Positive: MS-SSIM decimate wall time drops ~24× on the inner region (AVX2) / ~48× (AVX-512) vs. the current 2-D scalar path; Amdahl-bounded end-to-end MS-SSIM gain depends on the empirical decimate share of runtime (claim of ~40% is unverified, measured in the PR); the vendored iqa/ subtree stays identical to its 2011 upstream; the new kernels follow the established core/src/feature/x86/*_avx2.c pattern and are unit-tested for bit-exactness between scalar-separable / AVX2 / AVX-512; the dispatch scaffold makes the NEON follow-up a pure add rather than a refactor.
+---+
What the task requires: Output the whole note on the MS-SSIM decimate speedup word for word. You won't need the records that come next.

Extracted entries:
+---+
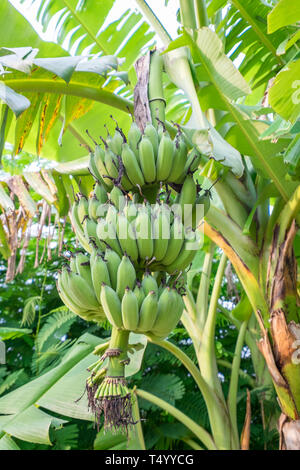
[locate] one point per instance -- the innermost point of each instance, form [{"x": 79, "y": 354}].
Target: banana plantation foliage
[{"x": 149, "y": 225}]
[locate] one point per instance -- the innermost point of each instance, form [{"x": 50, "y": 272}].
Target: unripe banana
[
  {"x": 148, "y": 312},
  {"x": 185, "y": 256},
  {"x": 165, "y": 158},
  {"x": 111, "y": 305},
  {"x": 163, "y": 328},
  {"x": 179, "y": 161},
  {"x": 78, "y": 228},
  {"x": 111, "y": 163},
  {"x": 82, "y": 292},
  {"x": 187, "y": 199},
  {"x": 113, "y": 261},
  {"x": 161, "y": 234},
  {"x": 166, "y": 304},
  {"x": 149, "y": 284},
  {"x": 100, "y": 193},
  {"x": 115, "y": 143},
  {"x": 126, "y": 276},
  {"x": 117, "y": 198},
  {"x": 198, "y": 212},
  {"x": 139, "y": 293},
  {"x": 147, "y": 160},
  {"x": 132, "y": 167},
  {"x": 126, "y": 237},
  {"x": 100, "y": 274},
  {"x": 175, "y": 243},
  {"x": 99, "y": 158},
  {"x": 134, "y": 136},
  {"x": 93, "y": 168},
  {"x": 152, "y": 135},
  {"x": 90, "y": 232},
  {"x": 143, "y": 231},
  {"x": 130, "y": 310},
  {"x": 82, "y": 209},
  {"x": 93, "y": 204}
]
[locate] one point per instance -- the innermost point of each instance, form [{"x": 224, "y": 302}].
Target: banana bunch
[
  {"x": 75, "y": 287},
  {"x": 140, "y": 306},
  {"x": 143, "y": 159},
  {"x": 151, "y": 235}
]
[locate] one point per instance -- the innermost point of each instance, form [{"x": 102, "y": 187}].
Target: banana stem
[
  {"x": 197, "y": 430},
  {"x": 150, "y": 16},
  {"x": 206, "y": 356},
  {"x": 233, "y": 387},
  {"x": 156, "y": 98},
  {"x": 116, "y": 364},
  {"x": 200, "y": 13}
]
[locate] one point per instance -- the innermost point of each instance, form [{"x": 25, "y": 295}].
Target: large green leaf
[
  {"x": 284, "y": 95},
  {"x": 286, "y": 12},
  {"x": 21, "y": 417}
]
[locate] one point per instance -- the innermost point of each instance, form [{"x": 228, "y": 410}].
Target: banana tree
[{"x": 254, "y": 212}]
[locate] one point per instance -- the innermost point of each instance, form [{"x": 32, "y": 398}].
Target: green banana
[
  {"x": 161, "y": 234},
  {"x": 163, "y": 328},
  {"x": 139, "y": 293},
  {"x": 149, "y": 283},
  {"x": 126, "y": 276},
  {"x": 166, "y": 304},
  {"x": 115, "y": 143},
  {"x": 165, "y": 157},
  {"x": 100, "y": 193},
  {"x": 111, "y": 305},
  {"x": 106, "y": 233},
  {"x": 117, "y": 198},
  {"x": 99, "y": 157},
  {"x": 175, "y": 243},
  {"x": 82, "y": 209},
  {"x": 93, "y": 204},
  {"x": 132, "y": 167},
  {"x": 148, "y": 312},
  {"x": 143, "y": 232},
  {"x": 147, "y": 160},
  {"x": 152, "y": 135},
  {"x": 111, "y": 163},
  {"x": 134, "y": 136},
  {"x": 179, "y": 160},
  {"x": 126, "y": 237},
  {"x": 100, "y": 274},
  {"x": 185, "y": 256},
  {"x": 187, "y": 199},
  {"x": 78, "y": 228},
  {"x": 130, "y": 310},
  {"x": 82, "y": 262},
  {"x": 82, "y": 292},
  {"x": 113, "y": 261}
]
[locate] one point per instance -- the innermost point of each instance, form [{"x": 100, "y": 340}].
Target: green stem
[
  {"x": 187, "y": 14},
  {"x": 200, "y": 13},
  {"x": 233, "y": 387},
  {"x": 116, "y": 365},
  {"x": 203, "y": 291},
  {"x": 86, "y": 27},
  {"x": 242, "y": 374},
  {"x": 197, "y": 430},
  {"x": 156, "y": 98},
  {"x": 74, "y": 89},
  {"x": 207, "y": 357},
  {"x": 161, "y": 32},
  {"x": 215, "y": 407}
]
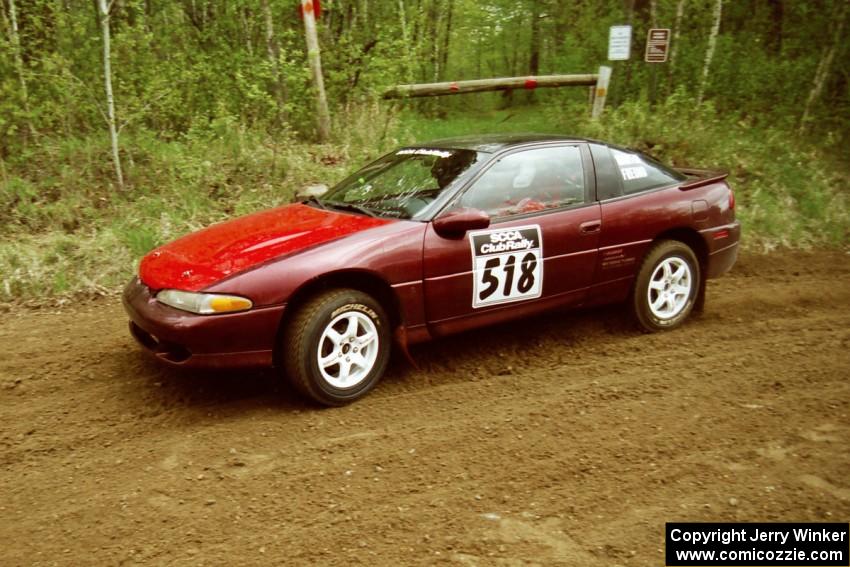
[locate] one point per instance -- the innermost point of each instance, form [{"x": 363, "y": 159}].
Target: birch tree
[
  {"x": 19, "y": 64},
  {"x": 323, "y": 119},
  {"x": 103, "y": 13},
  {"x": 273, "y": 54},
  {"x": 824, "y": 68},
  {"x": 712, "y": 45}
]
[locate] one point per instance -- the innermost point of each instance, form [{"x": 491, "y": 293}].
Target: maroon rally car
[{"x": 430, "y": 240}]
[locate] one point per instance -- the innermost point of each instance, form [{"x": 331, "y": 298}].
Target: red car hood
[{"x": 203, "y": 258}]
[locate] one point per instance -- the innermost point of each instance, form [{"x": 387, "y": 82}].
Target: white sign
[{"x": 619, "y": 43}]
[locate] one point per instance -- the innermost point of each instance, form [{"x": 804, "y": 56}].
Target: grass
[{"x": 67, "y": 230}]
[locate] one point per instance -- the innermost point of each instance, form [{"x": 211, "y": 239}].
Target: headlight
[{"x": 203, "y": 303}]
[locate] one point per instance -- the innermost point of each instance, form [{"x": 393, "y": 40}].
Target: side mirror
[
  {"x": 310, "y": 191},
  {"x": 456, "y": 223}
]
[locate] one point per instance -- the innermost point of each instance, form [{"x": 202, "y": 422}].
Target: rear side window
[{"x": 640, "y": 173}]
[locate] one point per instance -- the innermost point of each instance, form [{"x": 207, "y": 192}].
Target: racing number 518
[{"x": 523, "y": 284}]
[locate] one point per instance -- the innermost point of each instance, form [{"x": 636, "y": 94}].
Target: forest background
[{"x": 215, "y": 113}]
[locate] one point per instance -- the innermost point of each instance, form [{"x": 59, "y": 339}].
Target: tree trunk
+---+
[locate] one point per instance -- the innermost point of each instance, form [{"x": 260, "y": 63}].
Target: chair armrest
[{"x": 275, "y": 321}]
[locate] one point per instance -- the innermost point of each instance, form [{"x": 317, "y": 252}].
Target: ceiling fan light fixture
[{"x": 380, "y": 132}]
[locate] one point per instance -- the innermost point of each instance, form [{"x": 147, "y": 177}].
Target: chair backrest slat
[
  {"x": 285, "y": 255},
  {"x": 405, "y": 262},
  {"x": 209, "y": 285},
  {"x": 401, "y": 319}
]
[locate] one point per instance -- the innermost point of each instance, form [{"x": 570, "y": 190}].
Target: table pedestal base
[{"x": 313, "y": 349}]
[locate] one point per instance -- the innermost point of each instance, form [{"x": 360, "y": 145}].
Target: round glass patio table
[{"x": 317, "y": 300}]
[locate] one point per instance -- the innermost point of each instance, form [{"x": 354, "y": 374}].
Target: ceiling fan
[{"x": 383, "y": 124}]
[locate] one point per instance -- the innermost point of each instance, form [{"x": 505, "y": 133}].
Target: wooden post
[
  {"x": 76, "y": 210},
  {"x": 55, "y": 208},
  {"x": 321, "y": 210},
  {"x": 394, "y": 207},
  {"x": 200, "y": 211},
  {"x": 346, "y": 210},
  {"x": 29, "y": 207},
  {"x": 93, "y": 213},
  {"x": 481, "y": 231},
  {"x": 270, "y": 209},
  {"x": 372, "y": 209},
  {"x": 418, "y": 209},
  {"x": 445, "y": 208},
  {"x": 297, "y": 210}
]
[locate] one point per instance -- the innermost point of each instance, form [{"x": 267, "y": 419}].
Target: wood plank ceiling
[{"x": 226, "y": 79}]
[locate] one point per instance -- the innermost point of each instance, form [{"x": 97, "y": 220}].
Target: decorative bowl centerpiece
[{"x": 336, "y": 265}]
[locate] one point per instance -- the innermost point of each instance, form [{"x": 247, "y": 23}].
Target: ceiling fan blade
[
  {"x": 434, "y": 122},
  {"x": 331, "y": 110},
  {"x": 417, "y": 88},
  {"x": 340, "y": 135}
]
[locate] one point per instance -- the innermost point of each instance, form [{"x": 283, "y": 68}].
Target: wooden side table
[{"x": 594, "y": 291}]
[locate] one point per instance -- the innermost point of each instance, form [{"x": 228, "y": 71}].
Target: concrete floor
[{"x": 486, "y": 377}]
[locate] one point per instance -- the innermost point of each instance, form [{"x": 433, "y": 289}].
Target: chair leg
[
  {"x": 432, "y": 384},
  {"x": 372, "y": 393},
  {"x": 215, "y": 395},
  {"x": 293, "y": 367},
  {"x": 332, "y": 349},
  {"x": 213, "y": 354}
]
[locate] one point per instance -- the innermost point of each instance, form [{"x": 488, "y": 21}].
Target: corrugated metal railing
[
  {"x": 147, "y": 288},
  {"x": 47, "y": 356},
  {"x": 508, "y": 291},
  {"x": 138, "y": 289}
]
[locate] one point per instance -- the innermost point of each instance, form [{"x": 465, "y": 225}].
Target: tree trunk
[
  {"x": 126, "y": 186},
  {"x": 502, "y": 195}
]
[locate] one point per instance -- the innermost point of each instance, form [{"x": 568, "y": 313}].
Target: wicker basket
+---+
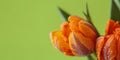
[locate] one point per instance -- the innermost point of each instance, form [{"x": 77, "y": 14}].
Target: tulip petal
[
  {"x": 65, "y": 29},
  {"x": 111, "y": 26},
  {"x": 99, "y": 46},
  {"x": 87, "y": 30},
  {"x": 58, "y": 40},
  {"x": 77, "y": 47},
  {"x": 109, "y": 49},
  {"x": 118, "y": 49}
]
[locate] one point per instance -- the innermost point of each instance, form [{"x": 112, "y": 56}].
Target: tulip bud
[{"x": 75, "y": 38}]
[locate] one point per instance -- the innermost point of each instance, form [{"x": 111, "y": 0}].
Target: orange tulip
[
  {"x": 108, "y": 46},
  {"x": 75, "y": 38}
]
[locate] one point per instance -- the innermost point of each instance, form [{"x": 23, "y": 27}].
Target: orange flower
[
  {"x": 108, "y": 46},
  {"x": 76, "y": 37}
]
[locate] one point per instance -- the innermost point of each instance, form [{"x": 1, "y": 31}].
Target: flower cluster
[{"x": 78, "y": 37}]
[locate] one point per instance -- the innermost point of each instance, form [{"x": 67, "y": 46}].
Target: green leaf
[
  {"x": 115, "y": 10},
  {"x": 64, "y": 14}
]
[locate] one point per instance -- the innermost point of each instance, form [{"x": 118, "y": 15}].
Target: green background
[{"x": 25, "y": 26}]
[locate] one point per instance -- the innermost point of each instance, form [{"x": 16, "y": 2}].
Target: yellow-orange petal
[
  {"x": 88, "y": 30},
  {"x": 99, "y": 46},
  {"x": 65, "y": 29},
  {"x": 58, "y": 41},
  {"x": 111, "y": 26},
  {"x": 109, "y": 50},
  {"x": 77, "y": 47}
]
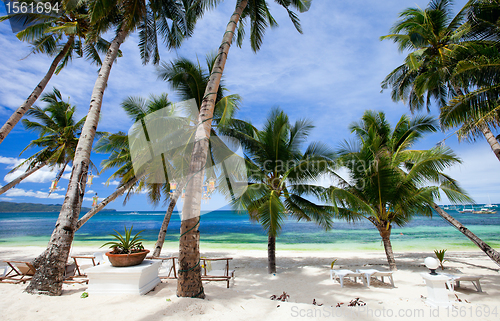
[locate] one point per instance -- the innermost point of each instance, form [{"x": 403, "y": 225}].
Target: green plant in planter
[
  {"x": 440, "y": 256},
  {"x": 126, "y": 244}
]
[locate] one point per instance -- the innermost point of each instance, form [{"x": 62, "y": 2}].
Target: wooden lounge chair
+---+
Answer area:
Positive: MS-SSIM decimate wall time drops ~24× on the inner region (AVX2) / ~48× (AVX-512) vs. the current 2-D scalar path; Amdahl-bounded end-to-end MS-SSIM gain depends on the empirical decimate share of runtime (claim of ~40% is unverified, measured in the PR); the vendored iqa/ subtree stays identical to its 2011 upstream; the new kernels follow the established core/src/feature/x86/*_avx2.c pattern and are unit-tested for bit-exactness between scalar-separable / AVX2 / AVX-512; the dispatch scaffold makes the NEON follow-up a pure add rather than a refactor.